- **Bagian Latihan**
1/ Tolong format bagian entri yang dimulai dari awal entri dan berakhir pada baris yang memuat "point(122, 117)" (baris itu ikut disertakan) sebagai daftar bernomor tanpa baris kosong. Jangan sertakan gambar dalam jawaban.
2/ Lanjutkan teks tentang serikat buruh dari titik terakhirnya.

- **Bacaan**
◇ ◇ ◇ ◇ ◇ ◇ ◇

Salah satu wujud kemandirian organisasi adalah iuran anggota. Iuran anggota sangat penting dalam menunjang kinerja dan program organisasi. Organisasi Serikat Buruh harus memulai menghitung besaran iuran sesuai kebutuhan organisasi. Maka perlu ada program tentang kampanye iuran. Bagaimana melakukanya? Misalnya : 1). Sebaiknya iuran dihitung berdasarkan prosentase misalkan 1% dari Upah buruh. Bila terjadi kenaikan upah dengan sendirinya iuran akan naik. 2). Posting iuran dibagi berdasarkan kebutuhan organisasi dengan transparan. Misalnya 45% untuk operasional basis, 25% untuk federasi atau afiliasi, 15% untuk dana sosial, 15% untuk dana mogok. Jadi basis akan mengelola 75% dengan pembagian yang jelas. 3). Dibuat kejelasan baik ditingkat basis maupun federasi posting dari operasional tersebut. atau dalam bentuk laporan keuangan sekaligus kegiatan atau pelaksanaan program yang dilakukan sekaligus capaiannya. 4). Laporan dibuat secara periodik dan ada mekanisme yang mengatur kontrol atau meminta keterangan atas laporan kegiatan dan atau keuangan.

2. Pendataan dan Analisa Kekuatan.

Pendataan dan analisa kekuatan dimulai dengan pemetaan Industri untuk memahami kondisi secara internal maupun eksternal. Sudah saatnya mengenali bagaimana kondisi buruh dari lingkup terkecil pabrik, kawasan Industri, komunitas sekitar kawasan industri. Berapa besar buruh yang terorganisir dan mendapatkan akses informasi dari pengurus SB melalui berbagai media, sampai diketahui berapa besar kekuatan dan pengaruh SB disana. Selanjutnya, menghubungkan dengan kawasan atau wilayah lain sampai berbagai kawasan satu kecamatan, kota atau kabupaten, kalau memang sudah ada strukturnya secara regional atau propinsi. Supaya terfokus, mungkin dapat dimulai dengan wilayah terkecil.

◇ ◇ ◇ ◇ ◇ ◇ ◇

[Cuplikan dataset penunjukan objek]
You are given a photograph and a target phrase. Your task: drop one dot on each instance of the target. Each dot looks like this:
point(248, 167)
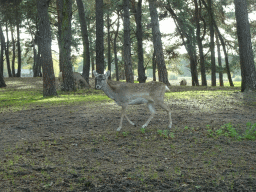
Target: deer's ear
point(107, 73)
point(95, 73)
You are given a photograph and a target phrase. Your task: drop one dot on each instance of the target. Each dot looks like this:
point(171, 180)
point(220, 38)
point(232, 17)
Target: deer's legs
point(166, 108)
point(152, 111)
point(122, 117)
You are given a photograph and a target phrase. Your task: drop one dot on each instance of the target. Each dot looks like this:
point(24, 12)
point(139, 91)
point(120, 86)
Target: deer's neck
point(109, 91)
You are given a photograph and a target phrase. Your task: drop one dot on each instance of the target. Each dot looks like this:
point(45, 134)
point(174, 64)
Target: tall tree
point(114, 47)
point(2, 83)
point(45, 43)
point(186, 31)
point(86, 52)
point(158, 48)
point(223, 46)
point(109, 46)
point(65, 41)
point(219, 62)
point(139, 34)
point(99, 37)
point(18, 40)
point(212, 44)
point(7, 52)
point(13, 52)
point(127, 43)
point(59, 6)
point(2, 49)
point(245, 46)
point(199, 42)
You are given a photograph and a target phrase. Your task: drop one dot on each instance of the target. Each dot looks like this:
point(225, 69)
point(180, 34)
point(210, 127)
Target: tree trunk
point(223, 45)
point(127, 43)
point(245, 46)
point(99, 37)
point(7, 53)
point(86, 53)
point(109, 47)
point(212, 45)
point(189, 43)
point(2, 50)
point(219, 62)
point(45, 44)
point(2, 83)
point(65, 39)
point(200, 45)
point(139, 34)
point(59, 5)
point(154, 66)
point(13, 52)
point(19, 50)
point(158, 48)
point(115, 51)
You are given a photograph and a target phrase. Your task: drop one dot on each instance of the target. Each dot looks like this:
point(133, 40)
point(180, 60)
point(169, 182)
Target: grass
point(188, 155)
point(14, 100)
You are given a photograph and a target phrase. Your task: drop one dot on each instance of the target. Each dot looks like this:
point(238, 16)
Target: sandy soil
point(77, 148)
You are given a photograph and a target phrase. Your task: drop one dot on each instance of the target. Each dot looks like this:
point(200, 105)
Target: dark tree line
point(194, 26)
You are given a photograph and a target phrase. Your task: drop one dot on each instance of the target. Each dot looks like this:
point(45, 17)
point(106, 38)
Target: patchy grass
point(70, 142)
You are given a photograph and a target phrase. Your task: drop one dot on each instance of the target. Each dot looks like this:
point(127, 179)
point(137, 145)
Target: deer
point(124, 94)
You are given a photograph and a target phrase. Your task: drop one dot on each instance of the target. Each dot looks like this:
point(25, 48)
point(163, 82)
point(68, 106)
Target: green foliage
point(165, 133)
point(250, 133)
point(228, 130)
point(20, 100)
point(142, 130)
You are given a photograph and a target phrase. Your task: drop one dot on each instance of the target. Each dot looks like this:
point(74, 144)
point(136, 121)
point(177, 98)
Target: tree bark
point(2, 83)
point(127, 43)
point(7, 53)
point(115, 50)
point(59, 5)
point(19, 50)
point(223, 45)
point(219, 62)
point(200, 45)
point(139, 34)
point(109, 47)
point(212, 45)
point(13, 52)
point(45, 44)
point(245, 46)
point(86, 53)
point(158, 48)
point(67, 73)
point(154, 66)
point(189, 43)
point(99, 37)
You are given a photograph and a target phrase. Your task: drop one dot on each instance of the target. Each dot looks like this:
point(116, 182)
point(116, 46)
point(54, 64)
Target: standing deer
point(125, 94)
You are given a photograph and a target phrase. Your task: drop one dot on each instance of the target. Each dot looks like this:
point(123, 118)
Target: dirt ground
point(77, 148)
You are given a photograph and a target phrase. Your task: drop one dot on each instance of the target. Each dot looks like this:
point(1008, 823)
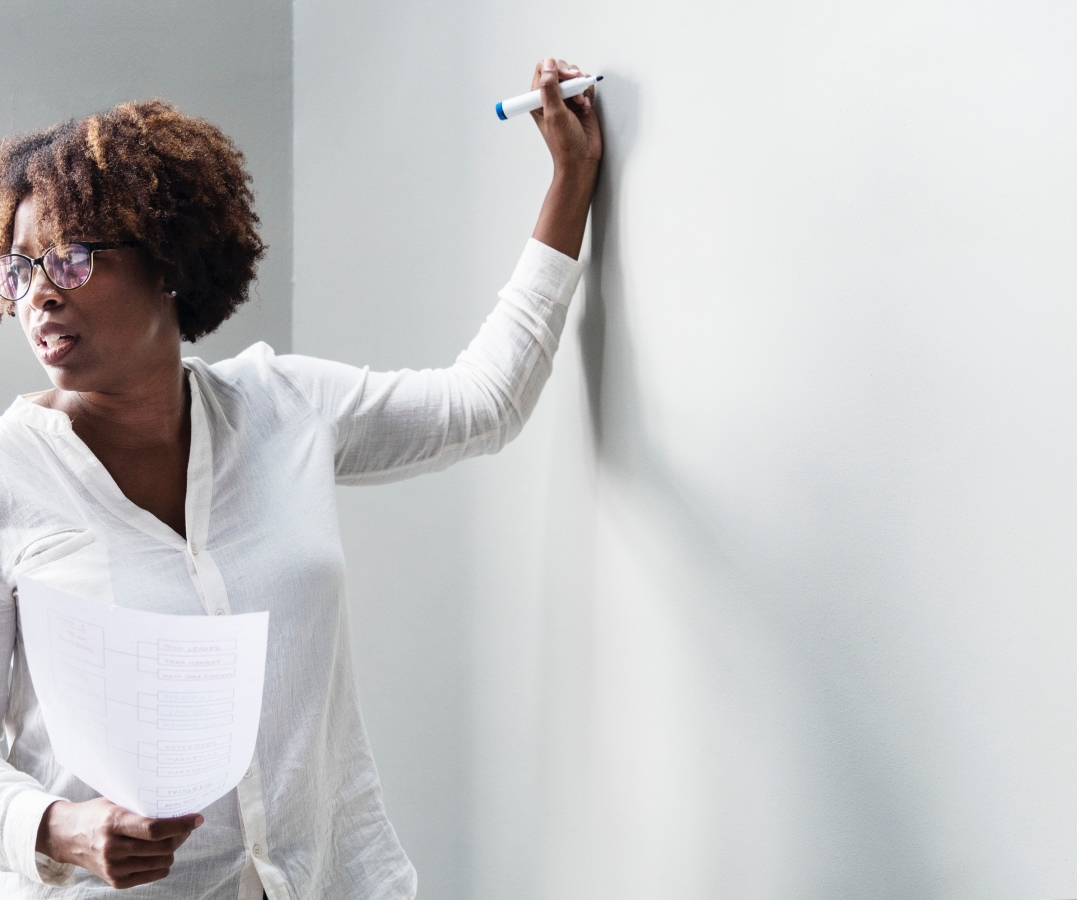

◇ ◇ ◇ ◇ ◇ ◇ ◇

- **Hasil Latihan**
1/
1. You are given a photograph and a target phrase. Your task: drop one dot on each instance of the target. Each dot looks like this:
2. point(248, 167)
3. Target: deer's ear
4. point(107, 73)
5. point(95, 73)
6. You are given a photograph and a target phrase. Your task: drop one dot on each instance of the target. Each dot looks like this:
7. point(171, 180)
8. point(220, 38)
9. point(232, 17)
10. Target: deer's legs
11. point(166, 108)
12. point(152, 111)
13. point(122, 117)

2/
Pertama, ditingkat pabrik. Kita dapat membuat profil perusahaan secara lengkap. Dimulai dengan nama PT, alamat baik pabrik maupun cabang atau kantor pusatnya, nama pemilik dan asalnya, produksi dan merk atau brand serta kapasitas produksi, negara tujuan ekspor, jumlah buruh (perempuan dan laki-laki, buruh yang berstatus tetap dan kontrak), berapa besar upah dan tunjangan (secara spesifik sesuai status), pengalaman organisasi, dan yang lain-lain sesuai kebutuhan. Hal yang sering terjadi buruh tidak tahu tentang nama pemiliknya atau merk apa yang diproduksi.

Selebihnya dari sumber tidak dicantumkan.